**Directions:** Print the records exactly as they are written.

**Data extract:**
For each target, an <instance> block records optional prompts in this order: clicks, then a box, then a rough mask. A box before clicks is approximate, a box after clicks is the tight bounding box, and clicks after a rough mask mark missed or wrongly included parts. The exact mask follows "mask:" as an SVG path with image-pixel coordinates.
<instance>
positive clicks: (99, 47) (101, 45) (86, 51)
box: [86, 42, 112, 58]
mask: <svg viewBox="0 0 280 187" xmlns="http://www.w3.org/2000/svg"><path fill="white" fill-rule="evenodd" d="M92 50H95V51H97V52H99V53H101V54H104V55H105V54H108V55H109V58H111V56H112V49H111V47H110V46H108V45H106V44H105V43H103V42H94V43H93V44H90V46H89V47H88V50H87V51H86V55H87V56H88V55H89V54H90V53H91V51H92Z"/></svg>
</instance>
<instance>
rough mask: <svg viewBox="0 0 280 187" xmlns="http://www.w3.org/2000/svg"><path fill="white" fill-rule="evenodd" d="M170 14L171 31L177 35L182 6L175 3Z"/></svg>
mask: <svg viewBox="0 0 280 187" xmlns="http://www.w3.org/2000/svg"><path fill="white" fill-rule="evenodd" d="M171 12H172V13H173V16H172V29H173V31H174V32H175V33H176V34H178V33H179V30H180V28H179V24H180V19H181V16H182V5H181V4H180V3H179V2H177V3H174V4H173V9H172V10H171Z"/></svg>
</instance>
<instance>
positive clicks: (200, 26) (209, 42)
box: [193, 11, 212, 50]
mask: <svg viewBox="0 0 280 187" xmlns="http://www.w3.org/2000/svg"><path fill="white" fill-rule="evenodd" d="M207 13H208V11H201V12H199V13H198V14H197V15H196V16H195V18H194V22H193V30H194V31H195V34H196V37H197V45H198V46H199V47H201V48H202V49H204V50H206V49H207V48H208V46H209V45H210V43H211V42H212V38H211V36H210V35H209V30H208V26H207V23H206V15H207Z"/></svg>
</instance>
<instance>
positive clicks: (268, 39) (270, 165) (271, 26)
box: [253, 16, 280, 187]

**Task answer:**
For each target, an <instance> block records optional prompts in this order: clicks, then a box, then a rough mask. A box before clicks is approximate, a box after clicks is the tight bounding box, and clicks after a rough mask mark missed or wrongly included parts. The exact mask follows "mask:" as an SVG path with image-pixel coordinates.
<instance>
positive clicks: (99, 47) (101, 45) (86, 51)
box: [86, 42, 112, 58]
mask: <svg viewBox="0 0 280 187" xmlns="http://www.w3.org/2000/svg"><path fill="white" fill-rule="evenodd" d="M92 50H95V51H97V52H99V53H101V54H104V55H105V54H108V55H109V58H111V56H112V49H111V47H110V46H108V45H106V44H105V43H103V42H94V43H93V44H90V46H89V47H88V50H87V51H86V55H87V56H88V55H89V54H90V53H91V51H92Z"/></svg>
</instance>
<instance>
rough mask: <svg viewBox="0 0 280 187" xmlns="http://www.w3.org/2000/svg"><path fill="white" fill-rule="evenodd" d="M170 14L171 31L177 35L182 6L175 3Z"/></svg>
mask: <svg viewBox="0 0 280 187" xmlns="http://www.w3.org/2000/svg"><path fill="white" fill-rule="evenodd" d="M171 12H172V13H173V16H172V29H173V31H174V32H175V33H176V34H178V33H179V30H180V28H179V24H180V19H181V16H182V5H181V4H180V3H179V2H177V3H174V4H173V9H172V10H171Z"/></svg>
</instance>
<instance>
positive clicks: (200, 26) (209, 42)
box: [193, 11, 212, 50]
mask: <svg viewBox="0 0 280 187" xmlns="http://www.w3.org/2000/svg"><path fill="white" fill-rule="evenodd" d="M207 13H208V11H201V12H199V13H198V14H197V15H196V16H195V18H194V22H193V30H194V31H195V34H196V37H197V45H198V46H199V47H201V48H202V49H204V50H206V49H207V48H208V46H209V45H210V43H211V42H212V38H211V36H210V35H209V30H208V26H207V23H206V15H207Z"/></svg>
</instance>
<instance>
positive clicks: (268, 39) (270, 165) (271, 26)
box: [253, 16, 280, 187]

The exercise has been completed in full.